**GOAL OF THE EXERCISE:** Pull out every line below that contains the word "garden", and treat case as significant.

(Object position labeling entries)
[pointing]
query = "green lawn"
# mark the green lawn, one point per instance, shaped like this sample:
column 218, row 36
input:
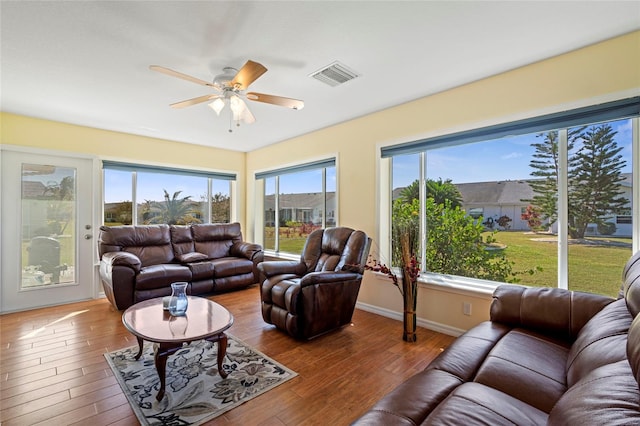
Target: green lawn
column 592, row 268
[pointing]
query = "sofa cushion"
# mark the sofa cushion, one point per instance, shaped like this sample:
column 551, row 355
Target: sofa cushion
column 150, row 243
column 193, row 256
column 601, row 341
column 201, row 270
column 157, row 276
column 475, row 404
column 465, row 355
column 607, row 396
column 412, row 402
column 543, row 367
column 181, row 240
column 228, row 266
column 215, row 240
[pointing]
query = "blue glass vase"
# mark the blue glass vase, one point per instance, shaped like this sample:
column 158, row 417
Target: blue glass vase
column 178, row 302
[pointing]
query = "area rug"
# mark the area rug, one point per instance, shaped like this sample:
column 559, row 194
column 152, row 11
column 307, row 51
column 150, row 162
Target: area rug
column 194, row 391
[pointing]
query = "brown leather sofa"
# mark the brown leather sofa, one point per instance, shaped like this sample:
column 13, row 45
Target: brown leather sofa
column 547, row 356
column 141, row 262
column 318, row 293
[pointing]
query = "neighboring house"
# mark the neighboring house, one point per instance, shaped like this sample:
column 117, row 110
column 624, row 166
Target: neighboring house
column 492, row 200
column 303, row 208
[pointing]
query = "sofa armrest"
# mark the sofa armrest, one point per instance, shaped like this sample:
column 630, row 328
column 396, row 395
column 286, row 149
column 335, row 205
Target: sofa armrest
column 244, row 249
column 122, row 258
column 278, row 267
column 556, row 311
column 328, row 278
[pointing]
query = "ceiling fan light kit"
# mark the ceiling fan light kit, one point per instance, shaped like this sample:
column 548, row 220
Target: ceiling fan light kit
column 231, row 86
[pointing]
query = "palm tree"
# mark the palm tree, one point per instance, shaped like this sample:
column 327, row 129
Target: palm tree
column 174, row 210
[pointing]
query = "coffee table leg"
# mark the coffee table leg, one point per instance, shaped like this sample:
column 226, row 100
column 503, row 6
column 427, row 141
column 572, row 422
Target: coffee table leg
column 140, row 343
column 222, row 351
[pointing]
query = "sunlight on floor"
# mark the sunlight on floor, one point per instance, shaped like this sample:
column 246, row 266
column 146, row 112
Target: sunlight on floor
column 41, row 329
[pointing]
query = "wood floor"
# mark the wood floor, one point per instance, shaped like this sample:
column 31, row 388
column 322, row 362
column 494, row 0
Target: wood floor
column 53, row 372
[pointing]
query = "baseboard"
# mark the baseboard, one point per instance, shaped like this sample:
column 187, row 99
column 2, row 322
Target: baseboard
column 429, row 325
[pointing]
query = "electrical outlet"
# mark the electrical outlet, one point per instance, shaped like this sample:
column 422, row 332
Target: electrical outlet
column 466, row 308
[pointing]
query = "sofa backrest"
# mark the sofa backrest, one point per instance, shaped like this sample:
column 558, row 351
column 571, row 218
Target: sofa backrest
column 331, row 249
column 631, row 287
column 150, row 243
column 181, row 240
column 215, row 240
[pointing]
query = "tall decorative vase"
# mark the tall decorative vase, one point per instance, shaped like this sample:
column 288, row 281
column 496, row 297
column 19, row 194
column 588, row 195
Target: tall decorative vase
column 409, row 296
column 178, row 302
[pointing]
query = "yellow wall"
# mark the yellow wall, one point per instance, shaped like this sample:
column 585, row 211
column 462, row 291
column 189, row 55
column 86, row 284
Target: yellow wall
column 598, row 73
column 43, row 134
column 603, row 72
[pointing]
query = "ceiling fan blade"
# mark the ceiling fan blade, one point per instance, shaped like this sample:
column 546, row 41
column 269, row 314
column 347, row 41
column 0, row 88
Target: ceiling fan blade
column 276, row 100
column 248, row 74
column 173, row 73
column 193, row 101
column 245, row 115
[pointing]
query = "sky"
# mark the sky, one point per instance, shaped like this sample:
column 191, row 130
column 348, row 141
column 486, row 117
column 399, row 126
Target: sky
column 502, row 159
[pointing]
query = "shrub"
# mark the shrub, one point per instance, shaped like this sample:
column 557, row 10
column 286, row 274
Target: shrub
column 606, row 228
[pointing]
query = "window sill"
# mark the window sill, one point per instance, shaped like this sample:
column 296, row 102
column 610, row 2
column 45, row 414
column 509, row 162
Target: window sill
column 450, row 283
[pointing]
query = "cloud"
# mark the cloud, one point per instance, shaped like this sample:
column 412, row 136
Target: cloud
column 511, row 155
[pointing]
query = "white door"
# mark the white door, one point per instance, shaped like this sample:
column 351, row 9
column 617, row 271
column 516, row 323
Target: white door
column 47, row 236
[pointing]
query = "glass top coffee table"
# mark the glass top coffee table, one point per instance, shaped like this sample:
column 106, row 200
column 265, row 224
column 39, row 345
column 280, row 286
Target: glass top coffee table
column 204, row 320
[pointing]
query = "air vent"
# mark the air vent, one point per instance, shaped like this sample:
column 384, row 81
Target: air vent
column 334, row 74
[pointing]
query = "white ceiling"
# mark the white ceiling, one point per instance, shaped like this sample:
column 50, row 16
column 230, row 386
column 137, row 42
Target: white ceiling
column 87, row 62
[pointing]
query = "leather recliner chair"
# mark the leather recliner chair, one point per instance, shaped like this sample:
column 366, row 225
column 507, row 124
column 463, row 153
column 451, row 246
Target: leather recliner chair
column 319, row 292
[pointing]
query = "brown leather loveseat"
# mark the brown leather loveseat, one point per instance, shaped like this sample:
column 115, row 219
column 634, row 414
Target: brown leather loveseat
column 140, row 262
column 548, row 356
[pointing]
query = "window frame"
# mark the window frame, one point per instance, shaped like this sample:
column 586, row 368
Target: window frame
column 260, row 179
column 622, row 109
column 135, row 168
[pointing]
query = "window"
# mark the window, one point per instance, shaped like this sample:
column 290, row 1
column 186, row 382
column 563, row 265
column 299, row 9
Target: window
column 297, row 201
column 140, row 194
column 544, row 202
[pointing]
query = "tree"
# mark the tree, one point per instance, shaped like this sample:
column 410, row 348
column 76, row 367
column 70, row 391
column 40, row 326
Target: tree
column 220, row 208
column 594, row 172
column 59, row 196
column 174, row 210
column 455, row 243
column 122, row 212
column 532, row 216
column 441, row 192
column 455, row 246
column 594, row 180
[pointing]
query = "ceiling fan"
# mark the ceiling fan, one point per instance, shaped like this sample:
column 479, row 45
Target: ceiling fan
column 231, row 88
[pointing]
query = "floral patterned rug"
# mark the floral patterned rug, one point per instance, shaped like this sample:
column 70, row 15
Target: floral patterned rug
column 195, row 392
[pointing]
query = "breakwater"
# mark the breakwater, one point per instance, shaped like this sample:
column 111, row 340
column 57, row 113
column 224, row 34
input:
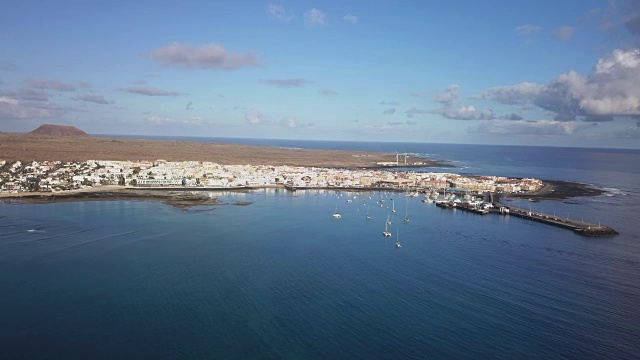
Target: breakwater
column 579, row 227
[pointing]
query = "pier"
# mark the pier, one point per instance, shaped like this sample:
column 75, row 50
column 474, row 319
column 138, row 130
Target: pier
column 579, row 227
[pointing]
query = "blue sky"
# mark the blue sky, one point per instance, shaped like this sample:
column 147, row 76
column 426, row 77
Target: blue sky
column 499, row 72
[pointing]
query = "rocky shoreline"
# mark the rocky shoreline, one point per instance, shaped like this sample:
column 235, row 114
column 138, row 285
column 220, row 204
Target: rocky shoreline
column 184, row 198
column 559, row 190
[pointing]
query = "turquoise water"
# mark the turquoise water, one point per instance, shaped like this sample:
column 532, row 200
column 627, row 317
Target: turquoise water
column 281, row 278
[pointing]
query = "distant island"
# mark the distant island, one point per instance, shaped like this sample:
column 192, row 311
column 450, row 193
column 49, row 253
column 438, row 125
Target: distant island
column 54, row 146
column 58, row 130
column 67, row 143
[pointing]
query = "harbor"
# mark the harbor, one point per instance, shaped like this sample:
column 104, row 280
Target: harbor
column 493, row 206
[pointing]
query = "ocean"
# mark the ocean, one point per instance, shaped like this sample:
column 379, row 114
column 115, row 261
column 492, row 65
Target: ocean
column 281, row 278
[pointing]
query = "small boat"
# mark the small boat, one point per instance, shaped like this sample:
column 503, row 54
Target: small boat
column 386, row 232
column 336, row 214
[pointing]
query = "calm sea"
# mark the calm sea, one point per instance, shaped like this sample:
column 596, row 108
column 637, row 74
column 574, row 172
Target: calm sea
column 281, row 278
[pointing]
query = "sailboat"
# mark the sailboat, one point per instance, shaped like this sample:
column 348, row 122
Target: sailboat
column 398, row 245
column 406, row 214
column 386, row 232
column 337, row 214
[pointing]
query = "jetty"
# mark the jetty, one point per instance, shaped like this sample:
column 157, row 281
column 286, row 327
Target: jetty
column 579, row 227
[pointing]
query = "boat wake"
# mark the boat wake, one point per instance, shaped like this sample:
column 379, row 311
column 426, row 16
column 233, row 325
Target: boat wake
column 610, row 192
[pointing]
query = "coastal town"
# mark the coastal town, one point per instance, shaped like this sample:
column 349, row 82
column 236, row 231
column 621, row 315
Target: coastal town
column 56, row 176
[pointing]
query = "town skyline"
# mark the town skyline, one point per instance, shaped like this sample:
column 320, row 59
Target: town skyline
column 504, row 73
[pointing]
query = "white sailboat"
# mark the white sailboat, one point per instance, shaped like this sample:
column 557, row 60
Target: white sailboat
column 398, row 245
column 337, row 214
column 406, row 214
column 386, row 232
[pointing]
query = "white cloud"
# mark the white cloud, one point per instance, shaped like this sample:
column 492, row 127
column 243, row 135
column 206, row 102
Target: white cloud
column 159, row 121
column 563, row 33
column 528, row 29
column 350, row 18
column 466, row 113
column 315, row 18
column 612, row 89
column 327, row 92
column 415, row 111
column 521, row 127
column 279, row 13
column 254, row 117
column 290, row 122
column 209, row 56
column 448, row 96
column 150, row 91
column 54, row 84
column 286, row 82
column 96, row 99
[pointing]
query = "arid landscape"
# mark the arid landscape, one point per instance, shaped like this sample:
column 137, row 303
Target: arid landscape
column 43, row 146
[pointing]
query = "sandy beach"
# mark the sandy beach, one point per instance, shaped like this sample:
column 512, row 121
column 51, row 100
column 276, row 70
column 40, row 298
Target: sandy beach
column 29, row 147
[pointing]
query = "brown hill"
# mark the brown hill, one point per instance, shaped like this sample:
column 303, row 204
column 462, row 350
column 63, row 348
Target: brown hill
column 58, row 130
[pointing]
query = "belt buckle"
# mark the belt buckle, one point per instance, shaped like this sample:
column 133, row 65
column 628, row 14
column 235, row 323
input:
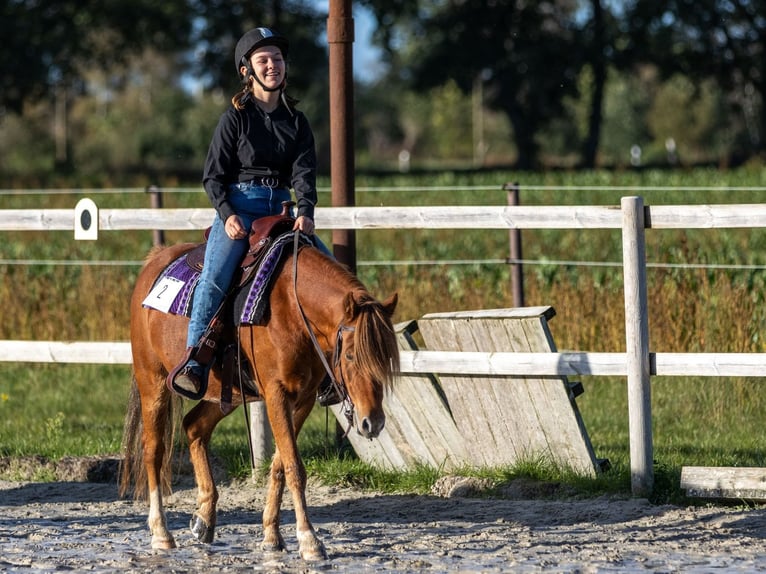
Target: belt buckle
column 270, row 182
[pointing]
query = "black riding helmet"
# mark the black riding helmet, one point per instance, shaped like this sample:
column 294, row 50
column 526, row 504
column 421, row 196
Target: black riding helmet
column 254, row 39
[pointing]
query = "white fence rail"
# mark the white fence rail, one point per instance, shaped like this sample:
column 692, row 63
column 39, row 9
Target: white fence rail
column 632, row 217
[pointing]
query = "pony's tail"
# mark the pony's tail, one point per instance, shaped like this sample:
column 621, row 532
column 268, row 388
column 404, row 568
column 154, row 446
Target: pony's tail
column 132, row 468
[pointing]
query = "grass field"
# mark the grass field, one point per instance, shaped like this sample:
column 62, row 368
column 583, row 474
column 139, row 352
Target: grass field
column 58, row 410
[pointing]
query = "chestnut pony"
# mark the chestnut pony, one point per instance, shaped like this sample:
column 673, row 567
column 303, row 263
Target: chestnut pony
column 356, row 337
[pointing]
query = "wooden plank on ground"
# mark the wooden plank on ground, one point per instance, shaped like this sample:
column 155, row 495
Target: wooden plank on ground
column 509, row 419
column 724, row 482
column 419, row 427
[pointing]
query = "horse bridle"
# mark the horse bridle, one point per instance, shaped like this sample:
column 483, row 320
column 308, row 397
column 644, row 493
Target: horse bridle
column 339, row 384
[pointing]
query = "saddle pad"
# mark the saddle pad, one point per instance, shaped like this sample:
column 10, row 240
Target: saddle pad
column 173, row 291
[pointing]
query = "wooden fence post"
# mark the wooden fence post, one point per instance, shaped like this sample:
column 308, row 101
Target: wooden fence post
column 514, row 241
column 637, row 346
column 261, row 437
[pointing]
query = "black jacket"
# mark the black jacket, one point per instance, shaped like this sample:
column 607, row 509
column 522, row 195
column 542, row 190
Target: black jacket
column 250, row 140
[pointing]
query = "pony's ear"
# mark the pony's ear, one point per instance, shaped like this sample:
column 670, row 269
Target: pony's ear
column 389, row 305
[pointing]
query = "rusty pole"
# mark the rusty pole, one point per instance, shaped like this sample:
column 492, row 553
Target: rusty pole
column 340, row 38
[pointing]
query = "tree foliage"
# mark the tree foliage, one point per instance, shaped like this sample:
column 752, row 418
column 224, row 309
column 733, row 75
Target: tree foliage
column 49, row 43
column 570, row 82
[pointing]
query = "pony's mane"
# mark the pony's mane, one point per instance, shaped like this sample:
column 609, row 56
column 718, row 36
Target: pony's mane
column 376, row 348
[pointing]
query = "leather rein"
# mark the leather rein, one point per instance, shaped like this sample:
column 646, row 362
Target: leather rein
column 338, row 383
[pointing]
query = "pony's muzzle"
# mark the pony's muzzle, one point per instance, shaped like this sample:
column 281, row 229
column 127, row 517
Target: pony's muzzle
column 370, row 428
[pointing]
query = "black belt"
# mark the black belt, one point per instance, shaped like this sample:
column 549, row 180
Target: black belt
column 269, row 181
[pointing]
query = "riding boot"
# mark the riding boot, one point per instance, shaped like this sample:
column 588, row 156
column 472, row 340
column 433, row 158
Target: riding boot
column 328, row 394
column 188, row 378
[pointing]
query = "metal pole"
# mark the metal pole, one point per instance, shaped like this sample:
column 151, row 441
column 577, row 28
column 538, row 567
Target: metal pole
column 156, row 202
column 514, row 240
column 340, row 38
column 637, row 346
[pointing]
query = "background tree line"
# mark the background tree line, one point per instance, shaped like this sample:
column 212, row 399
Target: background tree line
column 109, row 91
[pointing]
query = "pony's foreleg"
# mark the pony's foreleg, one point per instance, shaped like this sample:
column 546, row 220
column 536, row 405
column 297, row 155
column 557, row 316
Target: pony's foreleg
column 199, row 424
column 287, row 468
column 272, row 537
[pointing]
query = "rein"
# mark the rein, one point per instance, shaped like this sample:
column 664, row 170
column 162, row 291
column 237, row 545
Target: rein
column 340, row 385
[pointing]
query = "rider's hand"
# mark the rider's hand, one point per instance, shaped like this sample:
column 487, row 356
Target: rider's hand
column 234, row 227
column 305, row 224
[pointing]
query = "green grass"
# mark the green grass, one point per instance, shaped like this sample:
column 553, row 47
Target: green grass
column 64, row 410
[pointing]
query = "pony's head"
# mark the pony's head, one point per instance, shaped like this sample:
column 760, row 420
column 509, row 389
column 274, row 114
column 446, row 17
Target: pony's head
column 367, row 357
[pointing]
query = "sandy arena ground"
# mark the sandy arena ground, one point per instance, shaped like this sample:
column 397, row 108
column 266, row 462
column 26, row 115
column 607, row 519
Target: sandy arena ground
column 84, row 527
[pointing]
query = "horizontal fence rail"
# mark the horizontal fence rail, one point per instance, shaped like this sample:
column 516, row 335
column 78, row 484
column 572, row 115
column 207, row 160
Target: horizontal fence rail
column 631, row 217
column 429, row 217
column 573, row 363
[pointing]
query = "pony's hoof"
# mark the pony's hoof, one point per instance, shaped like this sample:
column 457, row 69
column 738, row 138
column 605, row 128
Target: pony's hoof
column 163, row 543
column 273, row 544
column 311, row 548
column 316, row 553
column 201, row 530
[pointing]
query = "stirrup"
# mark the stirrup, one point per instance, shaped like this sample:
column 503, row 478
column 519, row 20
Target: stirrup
column 187, row 371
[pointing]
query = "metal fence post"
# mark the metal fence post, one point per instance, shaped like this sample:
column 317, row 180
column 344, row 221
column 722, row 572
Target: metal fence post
column 637, row 346
column 514, row 241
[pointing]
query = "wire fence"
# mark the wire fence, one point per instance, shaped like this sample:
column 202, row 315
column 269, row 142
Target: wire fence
column 403, row 263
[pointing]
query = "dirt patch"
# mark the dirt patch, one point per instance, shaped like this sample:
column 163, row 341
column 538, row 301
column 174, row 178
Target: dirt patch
column 79, row 525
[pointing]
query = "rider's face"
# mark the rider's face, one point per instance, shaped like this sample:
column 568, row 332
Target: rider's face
column 268, row 65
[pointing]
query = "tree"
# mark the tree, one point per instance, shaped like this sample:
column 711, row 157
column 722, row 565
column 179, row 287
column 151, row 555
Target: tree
column 527, row 53
column 48, row 44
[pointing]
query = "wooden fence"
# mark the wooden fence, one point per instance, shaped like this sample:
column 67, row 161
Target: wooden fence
column 631, row 216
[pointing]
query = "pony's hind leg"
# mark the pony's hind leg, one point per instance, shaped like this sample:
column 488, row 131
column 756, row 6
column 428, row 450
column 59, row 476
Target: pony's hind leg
column 155, row 413
column 199, row 424
column 272, row 537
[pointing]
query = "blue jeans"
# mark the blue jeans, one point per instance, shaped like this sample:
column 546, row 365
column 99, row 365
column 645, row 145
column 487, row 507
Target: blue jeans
column 222, row 255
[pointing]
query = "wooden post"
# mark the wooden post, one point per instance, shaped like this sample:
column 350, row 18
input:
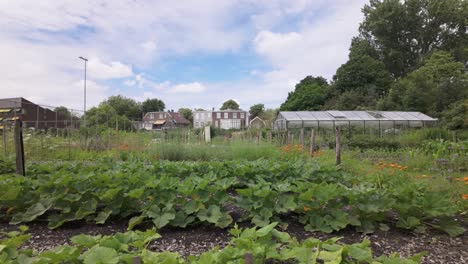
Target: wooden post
column 19, row 147
column 301, row 139
column 312, row 142
column 248, row 258
column 338, row 145
column 4, row 138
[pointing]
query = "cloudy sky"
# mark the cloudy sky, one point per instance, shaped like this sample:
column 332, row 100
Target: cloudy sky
column 187, row 53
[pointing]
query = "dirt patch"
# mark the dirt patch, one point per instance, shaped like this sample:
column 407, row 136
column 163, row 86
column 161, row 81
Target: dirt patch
column 197, row 239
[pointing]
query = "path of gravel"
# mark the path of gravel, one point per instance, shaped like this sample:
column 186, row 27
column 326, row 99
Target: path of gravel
column 194, row 240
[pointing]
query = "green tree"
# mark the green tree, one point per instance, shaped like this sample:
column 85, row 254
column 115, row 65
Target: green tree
column 186, row 113
column 405, row 32
column 256, row 110
column 439, row 82
column 456, row 116
column 362, row 80
column 63, row 113
column 152, row 105
column 105, row 117
column 124, row 106
column 309, row 94
column 230, row 104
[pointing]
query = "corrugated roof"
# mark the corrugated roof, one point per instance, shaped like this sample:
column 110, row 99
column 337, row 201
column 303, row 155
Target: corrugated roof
column 354, row 116
column 159, row 122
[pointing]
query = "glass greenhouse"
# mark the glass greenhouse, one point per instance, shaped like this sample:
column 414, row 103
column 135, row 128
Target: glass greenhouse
column 375, row 120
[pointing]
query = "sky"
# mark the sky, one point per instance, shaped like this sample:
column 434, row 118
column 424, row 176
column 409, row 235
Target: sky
column 194, row 54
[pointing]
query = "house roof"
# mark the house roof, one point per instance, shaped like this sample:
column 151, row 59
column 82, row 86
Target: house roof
column 178, row 118
column 257, row 119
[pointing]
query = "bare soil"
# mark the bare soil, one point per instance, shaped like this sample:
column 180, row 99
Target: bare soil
column 197, row 239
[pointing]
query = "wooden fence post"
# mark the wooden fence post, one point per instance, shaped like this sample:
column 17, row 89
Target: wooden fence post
column 248, row 258
column 301, row 139
column 338, row 145
column 19, row 147
column 312, row 142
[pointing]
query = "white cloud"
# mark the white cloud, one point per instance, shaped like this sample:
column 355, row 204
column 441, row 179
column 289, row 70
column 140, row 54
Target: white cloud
column 148, row 46
column 112, row 70
column 40, row 42
column 194, row 87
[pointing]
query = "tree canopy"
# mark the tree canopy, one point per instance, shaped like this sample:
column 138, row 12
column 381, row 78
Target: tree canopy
column 186, row 113
column 230, row 104
column 409, row 55
column 256, row 110
column 309, row 94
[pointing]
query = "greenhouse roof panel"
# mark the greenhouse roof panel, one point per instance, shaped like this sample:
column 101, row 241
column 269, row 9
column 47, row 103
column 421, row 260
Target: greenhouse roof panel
column 355, row 116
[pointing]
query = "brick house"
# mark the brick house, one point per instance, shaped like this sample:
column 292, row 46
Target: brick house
column 164, row 120
column 225, row 119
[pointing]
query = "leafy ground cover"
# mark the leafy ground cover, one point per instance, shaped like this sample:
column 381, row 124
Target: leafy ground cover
column 263, row 244
column 185, row 193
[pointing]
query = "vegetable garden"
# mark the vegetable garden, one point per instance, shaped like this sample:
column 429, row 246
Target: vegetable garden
column 256, row 198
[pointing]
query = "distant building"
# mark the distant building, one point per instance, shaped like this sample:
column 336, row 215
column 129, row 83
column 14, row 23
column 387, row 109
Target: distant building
column 32, row 115
column 202, row 118
column 164, row 120
column 225, row 119
column 257, row 123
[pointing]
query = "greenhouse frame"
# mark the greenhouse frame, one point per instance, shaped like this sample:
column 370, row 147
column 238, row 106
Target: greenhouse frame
column 375, row 120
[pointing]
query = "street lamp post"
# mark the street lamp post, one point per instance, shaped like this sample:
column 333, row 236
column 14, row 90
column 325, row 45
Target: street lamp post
column 84, row 107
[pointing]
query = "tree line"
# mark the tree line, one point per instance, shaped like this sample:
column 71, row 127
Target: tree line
column 409, row 56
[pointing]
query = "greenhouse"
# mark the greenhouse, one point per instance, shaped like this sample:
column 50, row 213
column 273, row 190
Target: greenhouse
column 363, row 120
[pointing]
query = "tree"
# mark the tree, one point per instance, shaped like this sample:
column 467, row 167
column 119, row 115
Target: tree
column 456, row 116
column 405, row 32
column 124, row 106
column 152, row 105
column 186, row 113
column 63, row 113
column 230, row 104
column 256, row 110
column 439, row 82
column 309, row 94
column 362, row 80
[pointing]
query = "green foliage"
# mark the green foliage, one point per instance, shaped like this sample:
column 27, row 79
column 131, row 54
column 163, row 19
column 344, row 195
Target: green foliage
column 265, row 244
column 404, row 32
column 361, row 80
column 309, row 94
column 456, row 116
column 184, row 193
column 230, row 104
column 152, row 105
column 256, row 110
column 440, row 82
column 186, row 113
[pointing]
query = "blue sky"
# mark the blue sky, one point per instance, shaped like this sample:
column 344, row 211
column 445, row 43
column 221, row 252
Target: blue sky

**RESPONSE:**
query = "vegetable garden"
# mark the vegetable garden, one point per instance, shaped like this sample:
Target: vegetable garden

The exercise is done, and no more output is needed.